(Items from a dataset)
=== Section Start ===
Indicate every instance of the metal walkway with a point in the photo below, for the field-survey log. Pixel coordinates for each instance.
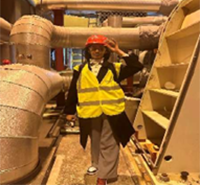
(72, 162)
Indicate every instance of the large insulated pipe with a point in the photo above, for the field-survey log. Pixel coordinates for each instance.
(144, 37)
(25, 90)
(5, 28)
(133, 21)
(33, 35)
(160, 6)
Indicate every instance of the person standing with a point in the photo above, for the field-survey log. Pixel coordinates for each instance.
(95, 94)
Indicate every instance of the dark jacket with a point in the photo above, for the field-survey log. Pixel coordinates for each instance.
(120, 124)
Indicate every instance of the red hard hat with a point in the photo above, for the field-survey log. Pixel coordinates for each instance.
(6, 61)
(96, 39)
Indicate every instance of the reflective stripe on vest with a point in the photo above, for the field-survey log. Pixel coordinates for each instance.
(95, 98)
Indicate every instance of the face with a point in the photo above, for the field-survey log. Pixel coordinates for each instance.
(97, 51)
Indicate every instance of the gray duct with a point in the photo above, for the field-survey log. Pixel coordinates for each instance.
(24, 92)
(5, 28)
(160, 6)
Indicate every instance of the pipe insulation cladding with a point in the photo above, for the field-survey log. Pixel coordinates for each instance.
(160, 6)
(25, 90)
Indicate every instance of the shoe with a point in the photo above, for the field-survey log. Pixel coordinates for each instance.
(101, 181)
(92, 170)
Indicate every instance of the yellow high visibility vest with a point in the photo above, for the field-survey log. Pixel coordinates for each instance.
(95, 98)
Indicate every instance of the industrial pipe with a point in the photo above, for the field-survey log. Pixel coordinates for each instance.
(144, 37)
(133, 21)
(25, 90)
(33, 36)
(160, 6)
(5, 28)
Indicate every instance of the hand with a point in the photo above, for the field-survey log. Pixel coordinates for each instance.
(71, 118)
(113, 46)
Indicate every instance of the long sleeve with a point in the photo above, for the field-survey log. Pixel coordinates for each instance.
(72, 99)
(132, 66)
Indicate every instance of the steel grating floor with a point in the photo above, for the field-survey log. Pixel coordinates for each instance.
(72, 162)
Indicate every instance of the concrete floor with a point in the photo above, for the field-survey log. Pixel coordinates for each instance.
(72, 161)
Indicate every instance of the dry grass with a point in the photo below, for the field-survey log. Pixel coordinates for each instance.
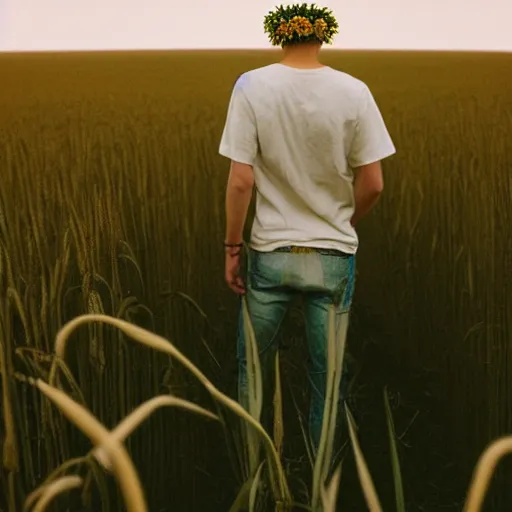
(112, 195)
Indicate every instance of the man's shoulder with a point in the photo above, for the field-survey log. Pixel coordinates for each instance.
(254, 74)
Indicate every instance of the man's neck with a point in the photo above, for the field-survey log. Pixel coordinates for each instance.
(302, 64)
(302, 56)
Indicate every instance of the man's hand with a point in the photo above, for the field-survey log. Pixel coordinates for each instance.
(232, 272)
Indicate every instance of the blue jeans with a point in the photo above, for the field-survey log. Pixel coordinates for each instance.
(273, 278)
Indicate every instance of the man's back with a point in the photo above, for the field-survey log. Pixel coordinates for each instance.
(313, 126)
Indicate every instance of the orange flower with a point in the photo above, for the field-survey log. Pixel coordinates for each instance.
(301, 26)
(320, 27)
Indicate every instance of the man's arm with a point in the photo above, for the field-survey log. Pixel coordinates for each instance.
(371, 144)
(368, 186)
(238, 199)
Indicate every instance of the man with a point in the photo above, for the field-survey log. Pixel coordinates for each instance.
(310, 139)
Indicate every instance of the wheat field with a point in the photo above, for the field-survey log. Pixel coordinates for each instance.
(111, 201)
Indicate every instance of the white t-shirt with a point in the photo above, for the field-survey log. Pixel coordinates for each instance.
(303, 131)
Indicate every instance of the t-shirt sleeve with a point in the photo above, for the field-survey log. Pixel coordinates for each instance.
(240, 139)
(371, 141)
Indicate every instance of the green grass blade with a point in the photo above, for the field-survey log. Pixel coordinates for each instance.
(330, 493)
(370, 494)
(395, 460)
(253, 494)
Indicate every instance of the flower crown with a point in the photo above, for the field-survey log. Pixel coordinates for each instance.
(299, 24)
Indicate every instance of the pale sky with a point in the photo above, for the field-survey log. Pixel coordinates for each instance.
(47, 25)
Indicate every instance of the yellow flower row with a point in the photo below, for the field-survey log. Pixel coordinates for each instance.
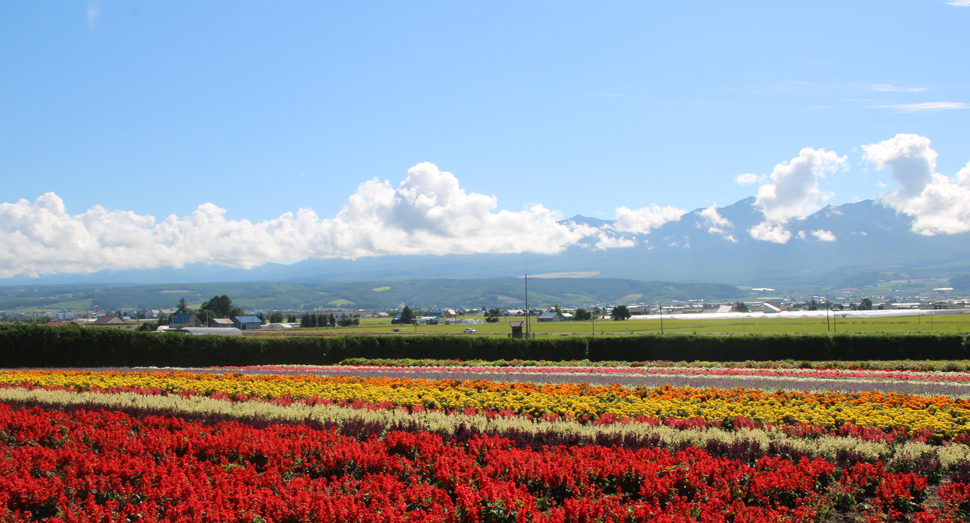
(944, 416)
=== Section End ===
Exercise objective.
Return the lines of the data above in full and exactly, with no pictures.

Expected answer.
Indicate every instance of the metal walkway with a point in the photo below, for the field-survey log. Pixel coordinates for each instance.
(72, 162)
Indicate every instance of the large insulated pipe with a point in the photo above, for the field-survey log. Pixel coordinates for each instance.
(144, 37)
(25, 90)
(5, 28)
(133, 21)
(33, 35)
(160, 6)
Indicate every instance of the person standing with a point in the photo above, for the field-survey log. Pixel coordinates for each instance.
(95, 94)
Indicate every instance of the dark jacket with a point in the photo above, for the field-survey log. Pixel coordinates for each instance.
(120, 124)
Indicate every instance of the red hard hat with a point in the photo above, for the field-survey log. Pixel coordinates for each instance.
(6, 61)
(96, 39)
Indicate every instance of the reflective stripe on vest with a point in the photo above, for the field-survey log. Pixel coordinates for each instance.
(95, 98)
Indicate every instance of the face with a point in the photo above, for the field-survey log. Pixel coordinates for each instance.
(97, 51)
Indicate every instance of the gray duct with a point in the photo above, for the field-survey log. Pixel coordinates for each instance.
(24, 92)
(5, 28)
(160, 6)
Indicate every instance of the pipe insulation cladding with a point in the photo above, for the field-survey log. Pixel coordinates for each instance.
(160, 6)
(25, 90)
Indicate every instance of the shoe with a point in the photo above, for the field-survey log. Pixel coordinates for each instance.
(101, 181)
(92, 170)
Indicate every instance of the yellow high visibility vest with a point in the photo above, for the field-survey log. Pixel coordinates for each instance.
(95, 98)
Indicate every instance of the industrial pipe with a point in the photo above, for the field-survey log. Pixel coordinates for each instance.
(144, 37)
(133, 21)
(25, 90)
(33, 36)
(160, 6)
(5, 28)
Indicate every instance of the hand with a point in the photo above, for the field-survey log. Pixel coordinates for each instance.
(71, 118)
(113, 46)
Indicate every instance of the long sleeve with a point in the photo above, for the field-survey log. Pixel coordinates for each instance.
(72, 99)
(132, 66)
Indicate every instance of the steel grating floor with a point in the photo above, for the field-survey log. Pixel coordinates for each instance.
(72, 162)
Indicate every instance of the concrete floor with a point in the photo above, for the field-survey log. Pixel coordinates for each instance.
(72, 161)
Indicate every instance of the dry grass with a point in the photo below, for the field-survey log. Pixel coordinates for each instance.
(112, 195)
Indicate every instance of the man's shoulder with a point in the photo above, for the field-survey log. Pixel coordinates for each instance.
(254, 74)
Indicate every instance of the man's neck with a point in the photo above, for the field-survey log. Pixel coordinates for each instance.
(302, 64)
(302, 56)
Indicate every instance of the man's hand with a point in the photo above, for the field-survey log. Pixel coordinates for each instance.
(232, 272)
Indicate every instance of the blue jeans with a point in the photo above, for the field-survey log. Pixel coordinates for each instance.
(273, 278)
Indicate every instance of the man's back with a point in the photo above, for the field-survey log. Pixel coordinates for each instance.
(313, 126)
Indicate every instance of the orange flower with a point in the photo above, for the field-survey log. Pixel coordinates for each instance.
(301, 26)
(320, 27)
Indicate every instance of the man's arm with a point in the photo above, for the field-survey log. Pixel coordinates for each instance.
(371, 144)
(368, 186)
(238, 199)
Indicate every instance of the man with a point in the photo above, for the field-survey log. Pixel coordinates for each instance.
(310, 139)
Indicate every instance of the wheat field with a point in the photo above, for the field-survey log. Pixel coordinates for each instance.
(111, 201)
Indicate every instance of the white t-shirt with a point in the photo above, for the field-survey log. Pixel coordinates for each instance.
(303, 131)
Indicate every instance of the t-shirt sleeve with a point in the photo above, for the field-survey log. Pixel coordinates for each instance.
(240, 139)
(371, 141)
Indicate every instance of the green grass blade with a point in the photo above, for the field-survey log. Pixel coordinates for each instance.
(330, 493)
(370, 494)
(395, 460)
(253, 494)
Indicate every instance of the flower crown with a point in the photo above, for the field-survey log. Pixel coordinates for each instance.
(299, 24)
Indicate every instance of the pale sky with a point in the photo above, for the field-survey log. Pixel coordinates for each instance.
(47, 25)
Indicate every instance of the yellow flower row with a point in the photo below, for the field-survey log. Pixel coordinates for each instance.
(944, 416)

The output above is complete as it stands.